**WHAT THE EXERCISE ASKS:**
Rewrite every line of the entries below as a numbered list, skipping any blank lines.

------------------------------------------------------------------------

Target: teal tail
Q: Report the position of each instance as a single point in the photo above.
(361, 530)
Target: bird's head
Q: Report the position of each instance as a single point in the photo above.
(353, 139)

------------------------------------------------------------------------

**ANSWER:**
1. Target: teal tail
2. Q: Report the position of each instance as a single point in the photo above.
3. (361, 530)
4. Target: bird's head
5. Q: Report the position of each instance as a single point in the photo above.
6. (353, 139)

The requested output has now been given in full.